» Material supplied:
************

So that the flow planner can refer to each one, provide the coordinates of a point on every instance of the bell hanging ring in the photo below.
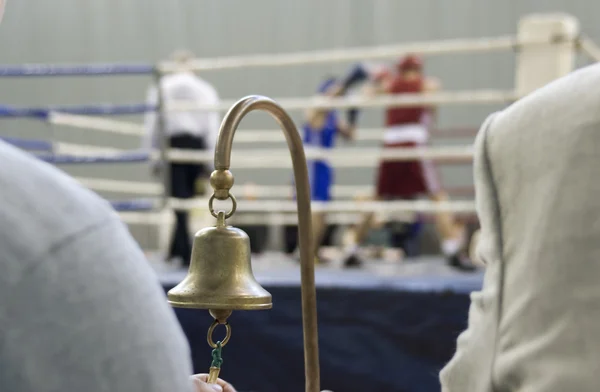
(220, 276)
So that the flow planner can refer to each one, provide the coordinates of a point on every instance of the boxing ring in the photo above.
(410, 314)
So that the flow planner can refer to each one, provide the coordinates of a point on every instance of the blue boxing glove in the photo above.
(357, 74)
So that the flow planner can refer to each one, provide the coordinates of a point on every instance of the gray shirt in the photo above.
(80, 308)
(535, 324)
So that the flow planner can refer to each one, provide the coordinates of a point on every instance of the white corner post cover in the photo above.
(540, 64)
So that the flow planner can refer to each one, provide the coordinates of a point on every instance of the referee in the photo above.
(192, 130)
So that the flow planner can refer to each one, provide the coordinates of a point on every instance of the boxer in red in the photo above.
(408, 127)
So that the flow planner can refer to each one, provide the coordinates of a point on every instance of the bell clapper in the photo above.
(217, 359)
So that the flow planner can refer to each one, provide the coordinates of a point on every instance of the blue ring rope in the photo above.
(117, 158)
(89, 110)
(132, 205)
(75, 70)
(29, 144)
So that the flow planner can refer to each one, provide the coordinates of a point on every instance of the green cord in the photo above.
(216, 354)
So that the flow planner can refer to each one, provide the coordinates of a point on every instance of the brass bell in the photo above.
(220, 275)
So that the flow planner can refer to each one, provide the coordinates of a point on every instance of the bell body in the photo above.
(220, 274)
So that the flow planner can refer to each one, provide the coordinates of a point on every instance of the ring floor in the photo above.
(386, 326)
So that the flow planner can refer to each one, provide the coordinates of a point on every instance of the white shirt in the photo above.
(183, 87)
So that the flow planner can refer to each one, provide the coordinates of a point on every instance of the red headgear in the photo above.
(410, 62)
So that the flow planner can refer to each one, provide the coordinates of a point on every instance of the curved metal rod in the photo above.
(307, 262)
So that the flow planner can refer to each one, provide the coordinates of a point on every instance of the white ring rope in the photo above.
(406, 100)
(361, 101)
(279, 158)
(96, 123)
(244, 191)
(590, 48)
(469, 45)
(347, 157)
(283, 206)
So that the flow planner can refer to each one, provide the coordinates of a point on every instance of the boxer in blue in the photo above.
(321, 128)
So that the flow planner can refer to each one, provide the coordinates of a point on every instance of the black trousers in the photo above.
(183, 186)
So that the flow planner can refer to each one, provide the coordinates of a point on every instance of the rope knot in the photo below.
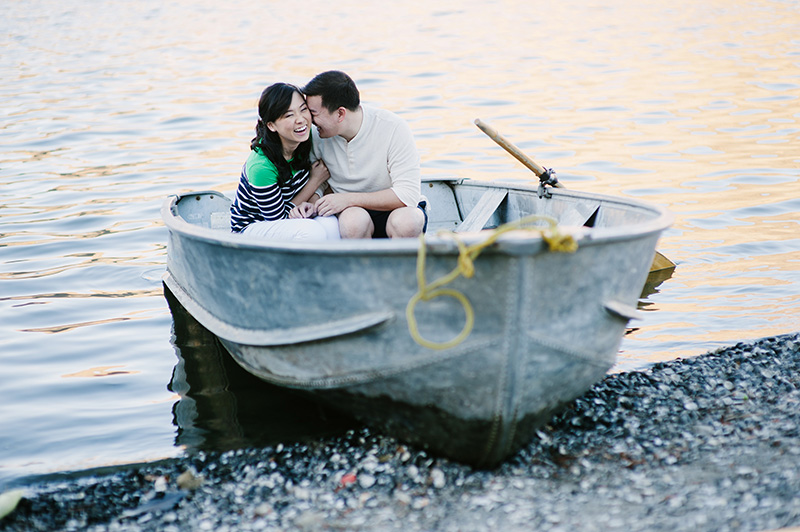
(556, 241)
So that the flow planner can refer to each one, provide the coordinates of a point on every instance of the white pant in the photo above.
(308, 229)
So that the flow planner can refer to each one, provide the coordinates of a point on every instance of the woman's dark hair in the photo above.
(274, 102)
(337, 90)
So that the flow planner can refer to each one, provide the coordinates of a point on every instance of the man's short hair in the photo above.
(337, 90)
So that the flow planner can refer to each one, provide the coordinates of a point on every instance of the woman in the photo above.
(278, 180)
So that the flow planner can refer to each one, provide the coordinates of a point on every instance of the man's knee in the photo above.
(355, 222)
(405, 222)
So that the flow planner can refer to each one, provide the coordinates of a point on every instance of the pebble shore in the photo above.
(710, 443)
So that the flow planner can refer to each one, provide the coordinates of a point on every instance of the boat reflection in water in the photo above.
(223, 407)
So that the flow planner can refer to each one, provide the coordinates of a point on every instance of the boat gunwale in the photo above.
(512, 244)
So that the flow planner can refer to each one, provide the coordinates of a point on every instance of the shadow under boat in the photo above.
(223, 407)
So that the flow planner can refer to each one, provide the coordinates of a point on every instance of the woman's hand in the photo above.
(319, 172)
(304, 210)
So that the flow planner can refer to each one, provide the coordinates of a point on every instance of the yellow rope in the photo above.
(556, 241)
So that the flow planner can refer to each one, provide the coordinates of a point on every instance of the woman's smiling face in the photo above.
(293, 126)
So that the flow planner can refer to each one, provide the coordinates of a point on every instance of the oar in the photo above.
(660, 262)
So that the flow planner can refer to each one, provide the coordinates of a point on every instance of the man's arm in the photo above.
(319, 174)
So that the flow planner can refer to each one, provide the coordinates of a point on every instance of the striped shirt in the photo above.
(258, 197)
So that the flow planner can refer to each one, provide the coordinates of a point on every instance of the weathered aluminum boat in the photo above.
(330, 318)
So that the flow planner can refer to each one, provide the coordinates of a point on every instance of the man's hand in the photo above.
(331, 204)
(304, 210)
(319, 172)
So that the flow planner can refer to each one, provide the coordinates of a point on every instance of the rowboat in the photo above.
(468, 370)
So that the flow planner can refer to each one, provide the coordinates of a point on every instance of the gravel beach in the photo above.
(707, 443)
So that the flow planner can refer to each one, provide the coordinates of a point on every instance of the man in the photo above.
(372, 159)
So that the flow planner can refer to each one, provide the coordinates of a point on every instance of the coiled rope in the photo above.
(556, 241)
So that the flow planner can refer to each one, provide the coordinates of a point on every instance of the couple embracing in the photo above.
(356, 176)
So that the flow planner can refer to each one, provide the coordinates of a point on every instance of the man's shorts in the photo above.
(379, 219)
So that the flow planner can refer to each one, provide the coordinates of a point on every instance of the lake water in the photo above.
(107, 107)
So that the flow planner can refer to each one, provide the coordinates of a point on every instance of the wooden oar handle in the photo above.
(510, 148)
(513, 150)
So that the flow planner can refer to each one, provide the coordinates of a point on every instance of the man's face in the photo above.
(327, 123)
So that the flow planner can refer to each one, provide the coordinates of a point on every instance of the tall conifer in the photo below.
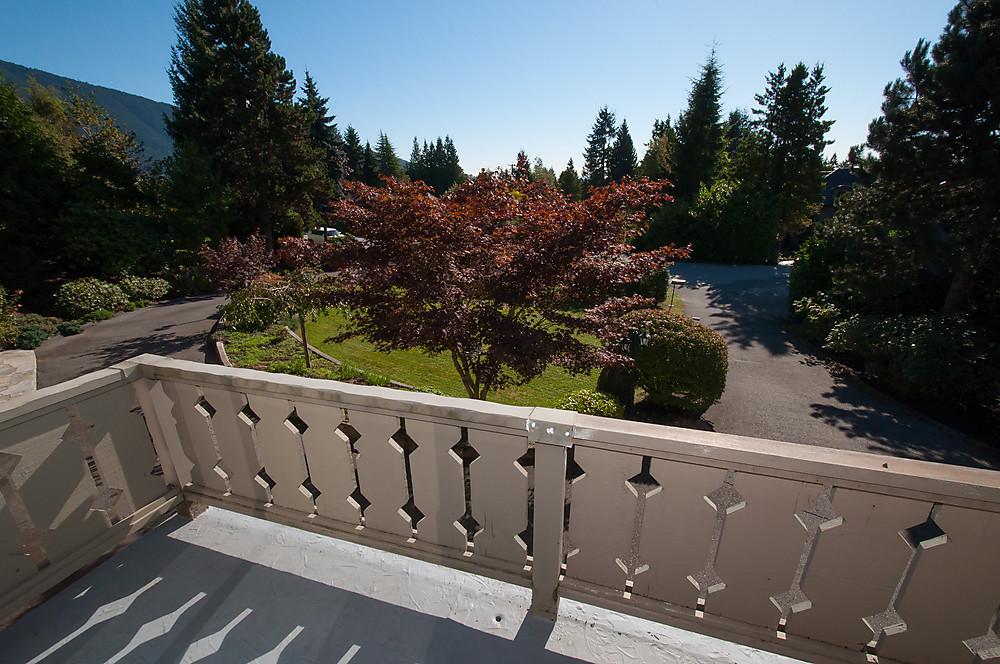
(233, 97)
(622, 161)
(597, 156)
(695, 158)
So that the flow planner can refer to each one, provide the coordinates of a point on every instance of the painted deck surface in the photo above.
(229, 588)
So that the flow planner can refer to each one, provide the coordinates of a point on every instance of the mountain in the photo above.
(138, 114)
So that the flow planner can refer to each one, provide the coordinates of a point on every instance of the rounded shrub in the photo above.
(31, 337)
(681, 364)
(76, 299)
(143, 288)
(590, 402)
(69, 328)
(99, 315)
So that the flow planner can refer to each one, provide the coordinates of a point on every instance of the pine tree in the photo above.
(937, 165)
(656, 162)
(541, 173)
(386, 162)
(323, 134)
(570, 183)
(453, 170)
(790, 114)
(233, 97)
(695, 158)
(597, 157)
(369, 167)
(622, 161)
(521, 169)
(354, 153)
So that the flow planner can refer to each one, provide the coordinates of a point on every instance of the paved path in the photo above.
(777, 389)
(175, 328)
(17, 373)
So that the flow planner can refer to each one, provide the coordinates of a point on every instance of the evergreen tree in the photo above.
(416, 170)
(738, 127)
(521, 169)
(597, 157)
(541, 173)
(570, 183)
(235, 99)
(32, 175)
(656, 162)
(354, 153)
(369, 167)
(622, 161)
(790, 114)
(453, 170)
(323, 134)
(386, 162)
(695, 158)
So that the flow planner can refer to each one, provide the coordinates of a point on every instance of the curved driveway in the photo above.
(777, 389)
(174, 328)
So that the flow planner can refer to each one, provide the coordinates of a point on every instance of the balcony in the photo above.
(367, 524)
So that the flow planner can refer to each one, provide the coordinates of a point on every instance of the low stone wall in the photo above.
(17, 373)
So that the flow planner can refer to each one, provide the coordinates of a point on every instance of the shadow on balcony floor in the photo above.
(229, 588)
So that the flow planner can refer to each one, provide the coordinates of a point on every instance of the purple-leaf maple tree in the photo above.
(503, 275)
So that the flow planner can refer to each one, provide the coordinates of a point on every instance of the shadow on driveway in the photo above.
(175, 328)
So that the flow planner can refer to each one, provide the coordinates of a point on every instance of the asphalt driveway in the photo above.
(777, 389)
(174, 328)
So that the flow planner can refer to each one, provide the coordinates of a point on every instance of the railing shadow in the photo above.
(891, 431)
(165, 600)
(749, 304)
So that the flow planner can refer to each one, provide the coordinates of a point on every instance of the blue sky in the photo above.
(500, 77)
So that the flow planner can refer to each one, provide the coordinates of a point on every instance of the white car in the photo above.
(321, 235)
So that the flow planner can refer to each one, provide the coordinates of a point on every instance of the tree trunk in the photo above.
(958, 291)
(305, 344)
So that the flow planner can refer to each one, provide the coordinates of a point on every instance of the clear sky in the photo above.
(500, 77)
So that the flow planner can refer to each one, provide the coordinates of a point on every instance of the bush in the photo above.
(69, 328)
(99, 315)
(681, 364)
(925, 356)
(30, 337)
(47, 323)
(590, 402)
(9, 319)
(616, 381)
(252, 308)
(83, 296)
(143, 288)
(817, 316)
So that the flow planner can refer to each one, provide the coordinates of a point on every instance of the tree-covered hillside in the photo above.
(140, 115)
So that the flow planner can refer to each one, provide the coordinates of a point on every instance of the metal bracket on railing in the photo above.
(551, 426)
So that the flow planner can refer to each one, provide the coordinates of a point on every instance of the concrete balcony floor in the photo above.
(226, 588)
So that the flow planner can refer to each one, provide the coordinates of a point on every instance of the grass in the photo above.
(273, 350)
(416, 368)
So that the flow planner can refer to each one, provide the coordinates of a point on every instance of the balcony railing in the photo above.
(815, 553)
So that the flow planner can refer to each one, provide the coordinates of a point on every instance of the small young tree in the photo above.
(488, 274)
(258, 297)
(597, 156)
(570, 183)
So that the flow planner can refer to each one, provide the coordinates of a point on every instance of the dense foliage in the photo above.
(590, 402)
(488, 273)
(740, 184)
(77, 298)
(680, 363)
(234, 99)
(436, 165)
(908, 269)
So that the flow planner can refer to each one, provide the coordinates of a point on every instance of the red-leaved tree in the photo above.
(501, 274)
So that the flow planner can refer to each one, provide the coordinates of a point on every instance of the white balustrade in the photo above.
(811, 552)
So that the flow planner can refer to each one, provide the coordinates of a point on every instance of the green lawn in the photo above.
(420, 370)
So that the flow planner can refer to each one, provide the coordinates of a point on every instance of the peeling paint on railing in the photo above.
(815, 553)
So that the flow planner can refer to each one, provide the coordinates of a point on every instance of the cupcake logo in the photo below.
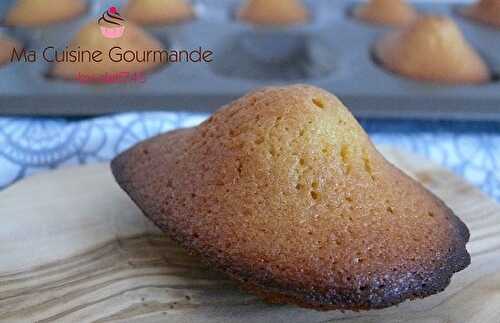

************

Count the lines in the rows above that contain the word "hair", matching case exactly, and reply with only the number.

2